- _Data shown_:
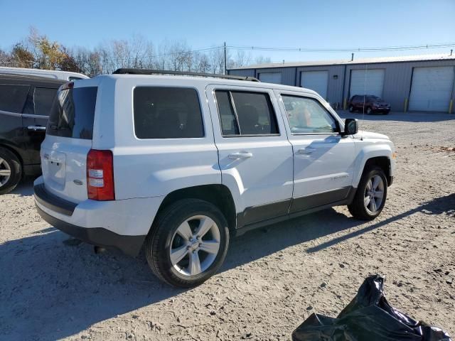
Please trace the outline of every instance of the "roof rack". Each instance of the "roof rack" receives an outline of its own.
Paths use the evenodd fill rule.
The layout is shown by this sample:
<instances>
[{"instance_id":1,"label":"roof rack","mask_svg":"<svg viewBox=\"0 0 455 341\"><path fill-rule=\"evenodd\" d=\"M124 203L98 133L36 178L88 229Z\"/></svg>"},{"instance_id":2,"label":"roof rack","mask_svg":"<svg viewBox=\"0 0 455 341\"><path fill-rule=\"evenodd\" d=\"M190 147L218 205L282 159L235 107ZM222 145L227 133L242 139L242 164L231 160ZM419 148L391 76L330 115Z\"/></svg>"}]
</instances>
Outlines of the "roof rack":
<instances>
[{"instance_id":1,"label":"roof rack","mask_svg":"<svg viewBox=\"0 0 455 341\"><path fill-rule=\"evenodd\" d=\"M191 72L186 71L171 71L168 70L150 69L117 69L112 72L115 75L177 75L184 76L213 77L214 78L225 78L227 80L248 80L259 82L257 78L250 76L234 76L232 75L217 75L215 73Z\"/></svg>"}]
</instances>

- _Directions_:
Retype the listing above line for line, with no changes, and leave out the picture.

- _Result of the exercise_:
Please trace the outline of every instance of the "roof rack". Each instance of the "roof rack" receives an outline of its own.
Paths use the evenodd fill rule.
The layout is shown by this sample:
<instances>
[{"instance_id":1,"label":"roof rack","mask_svg":"<svg viewBox=\"0 0 455 341\"><path fill-rule=\"evenodd\" d=\"M124 203L98 133L36 178L88 229Z\"/></svg>"},{"instance_id":2,"label":"roof rack","mask_svg":"<svg viewBox=\"0 0 455 341\"><path fill-rule=\"evenodd\" d=\"M190 147L218 205L282 159L235 107ZM222 145L227 133L242 139L242 164L231 160ZM419 148L391 76L330 115Z\"/></svg>"}]
</instances>
Outlines of the "roof rack":
<instances>
[{"instance_id":1,"label":"roof rack","mask_svg":"<svg viewBox=\"0 0 455 341\"><path fill-rule=\"evenodd\" d=\"M191 72L186 71L171 71L168 70L150 69L117 69L112 72L115 75L177 75L184 76L213 77L214 78L225 78L227 80L248 80L259 82L257 78L250 76L234 76L232 75L217 75L215 73Z\"/></svg>"}]
</instances>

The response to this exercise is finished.